Document excerpt:
START

While it is within the discretion of the district courts whether to consider affidavits submitted in an untimely fashion, see Mas Marques v. Digital Equipment Corp., 637 F.2d 24, 29-30 (1st Cir. 1980); DeLong Corp. v. Raymond International, Inc., 622 F.2d 1135, 1139-40 n. 5 (3d Cir. 1980); Sames, 100 F.R.D. at 751, the court below never gave any indication that it was declining to consider plaintiff's affidavit on rehearing because it was untimely or for any other reason. At oral argument, plaintiff's counsel explained that he delayed filing his memorandum and supporting affidavit in response to defendants' motions for summary judgment because he was waiting for all of the various defendants to file their answers and motions, and in anticipation of a pretrial conference scheduled for a date not apparent in the record but beyond the date on which the District Court entered its order of dismissal and counsel filed his memorandum and affidavit. Further, although the Hooks defendants filed their summary judgment motion on October 6, 1983, they did not file their supporting affidavits until October 28, ten days before plaintiff filed her affidavit in opposition. Until the supporting affidavits were filed, plaintiff would not know what facts she needed to controvert. Given that plaintiff's affidavit "was sufficient to alert the court to the presence of an issue of material fact," Enquip, 655 F.2d at 119, and counsel offered a plausible explanation for its untimeliness and filed a timely motion for reconsideration, we are obliged in this instance to consider plaintiff's affidavit. See Rhoades v. Penfold, 694 F.2d 1043, 1049 (5th Cir. 1983); Barker, 651 F.2d at 1128-29; cf. Foy v. Norfolk Western Railway Co., 377 F.2d 243, 246-47 (4th Cir. 1967).
In reviewing the District Court's disposition of defendants' motions for summary judgment, we must consider the allegations contained in plaintiff's affidavit together with those in her sworn complaint and reasonable inferences therefrom in the light most favorable to her. Hudson, 600 F.2d at 63 (citing cases). Applying this test, we cannot say that there is no set of facts that plaintiff may prove pursuant to which any or all of the defendants, apart from Charlotte and Bill Hooks, Mullins and Churchill, could be found liable as participants in a conspiracy to deprive her of the custody of her children without due process. While her claim is most tenuous respecting Maxiene Stinnett, after careful consideration we have concluded that summary judgment in her favor is not appropriate at this time. Plaintiff has alleged that Stinnett refused to allow plaintiff to make a telephone call as part of the conspirator's plot to unlawfully turn possession of the children over to Stephen. It remains for plaintiff to prove the truth of these allegations, which Stinnett denied in her affidavit, and that defendant so acted in furtherance of the alleged conspiracy.

END

(Items from a dataset)
START

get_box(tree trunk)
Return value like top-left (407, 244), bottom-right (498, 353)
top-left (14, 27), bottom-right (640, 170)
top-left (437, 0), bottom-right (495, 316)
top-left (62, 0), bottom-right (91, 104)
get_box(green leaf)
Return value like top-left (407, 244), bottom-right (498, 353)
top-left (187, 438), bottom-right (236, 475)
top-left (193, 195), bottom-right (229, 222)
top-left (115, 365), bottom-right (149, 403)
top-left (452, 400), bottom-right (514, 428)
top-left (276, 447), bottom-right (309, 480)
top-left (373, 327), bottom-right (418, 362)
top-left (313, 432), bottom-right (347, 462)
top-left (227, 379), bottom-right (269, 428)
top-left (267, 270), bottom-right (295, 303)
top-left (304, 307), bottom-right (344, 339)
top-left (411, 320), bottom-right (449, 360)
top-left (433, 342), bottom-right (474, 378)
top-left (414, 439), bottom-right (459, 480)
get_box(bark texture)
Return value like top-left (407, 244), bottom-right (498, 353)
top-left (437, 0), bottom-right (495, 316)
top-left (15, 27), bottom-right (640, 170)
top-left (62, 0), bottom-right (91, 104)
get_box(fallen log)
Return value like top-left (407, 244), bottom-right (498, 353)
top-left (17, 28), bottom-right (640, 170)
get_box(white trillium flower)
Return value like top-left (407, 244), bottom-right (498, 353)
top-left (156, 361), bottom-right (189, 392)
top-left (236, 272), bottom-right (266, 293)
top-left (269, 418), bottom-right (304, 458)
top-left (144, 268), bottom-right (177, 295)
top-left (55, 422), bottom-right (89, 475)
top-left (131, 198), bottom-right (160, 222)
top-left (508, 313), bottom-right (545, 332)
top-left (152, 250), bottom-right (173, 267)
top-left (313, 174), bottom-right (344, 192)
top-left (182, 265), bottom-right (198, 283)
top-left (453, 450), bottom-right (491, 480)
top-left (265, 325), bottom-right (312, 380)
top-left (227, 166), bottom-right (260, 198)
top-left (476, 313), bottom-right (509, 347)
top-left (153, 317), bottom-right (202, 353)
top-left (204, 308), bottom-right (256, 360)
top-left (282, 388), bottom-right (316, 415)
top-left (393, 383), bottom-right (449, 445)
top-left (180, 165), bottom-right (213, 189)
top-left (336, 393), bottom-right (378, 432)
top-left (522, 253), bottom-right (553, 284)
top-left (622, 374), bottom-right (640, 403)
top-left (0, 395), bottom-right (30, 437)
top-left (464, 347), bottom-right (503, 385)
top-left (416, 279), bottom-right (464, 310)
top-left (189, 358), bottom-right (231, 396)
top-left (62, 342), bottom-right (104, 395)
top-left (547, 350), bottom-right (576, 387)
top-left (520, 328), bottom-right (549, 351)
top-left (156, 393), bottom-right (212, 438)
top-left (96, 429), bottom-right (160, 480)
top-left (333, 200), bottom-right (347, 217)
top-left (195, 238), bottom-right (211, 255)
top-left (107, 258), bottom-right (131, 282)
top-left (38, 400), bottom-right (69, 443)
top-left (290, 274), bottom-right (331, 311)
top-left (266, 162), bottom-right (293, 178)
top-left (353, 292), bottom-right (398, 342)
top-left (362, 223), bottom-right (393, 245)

END

Given problem 1:
In the court opinion excerpt, what did Maxiene Stinnett allegedly refuse to let the plaintiff do?
Given problem 2:
Resume the court opinion excerpt from its final sentence.

Written reply 1:
Make a telephone call.

Written reply 2:
The District Court did not specify with respect to the Blount County Sheriff's Dep't defendants whether it was granting their motion to dismiss or alternatively their motion for summary judgment. We have already held that plaintiff's complaint does state a claim upon which relief can be granted; hence, dismissal under Rule 12(b)(6) would be error. In its memorandum, however, in discussing plaintiff's treatment by the defendants at the Blount County Jail, the District Court gives some indication that it considered defendants' affidavits in issuing its order. Rule 12(b) provides that "[i]f, on a motion . . . to dismiss for failure of the pleading to state a claim upon which relief can be granted, matters outside the pleading are presented to and not excluded by the court, the motion shall be treated as one for summary judgment and disposed of as provided in Rule 56. . . ." See Hildebrand v. Board of Trustees of Michigan State Univ., 607 F.2d 705, 709-10 (6th Cir. 1979). Therefore, we treat the District Court's order as having granted the Blount County Sheriff's Dep't defendants' motion under Rule 56.
We note that Stinnett did not deny in her affidavit having contact with the other defendants during the time that these events were allegedly taking place.
VI. DEFENDANTS' MOTION TO DISMISS
We have already recounted the procedural history of this case, including the filing of the Hooks defendants' motion to dismiss plaintiff's appeal. This motion is based on an order entered in the District Court of Dallas County, Texas, 330th Judicial District, in a case captioned In re: The Interest of: Katonya Denise Hooks and Stephen Roy Hooks, II, No. 80-2498 (Feb. 3, 1984). It is headed, "Amended Temporary Orders," and states that on October 11, 1983, a hearing was held on the application of Stephen Hooks for Temporary (Custody) Orders, at which Marsha Hooks appeared pro se. The court's order provided, as pertinent to this case:
The Court, having considered the pleadings, the evidence, and the arguments presented, the Court finds, that:
The Court has jurisdiction over the parties in the subject matter of this suit and all necessary prerequisites of the law have been legally satisfied. The Court finds that the parties have agreed in open court to the following Orders for the safety and welfare of the children and that these Orders are in the best interests of the children: . . . .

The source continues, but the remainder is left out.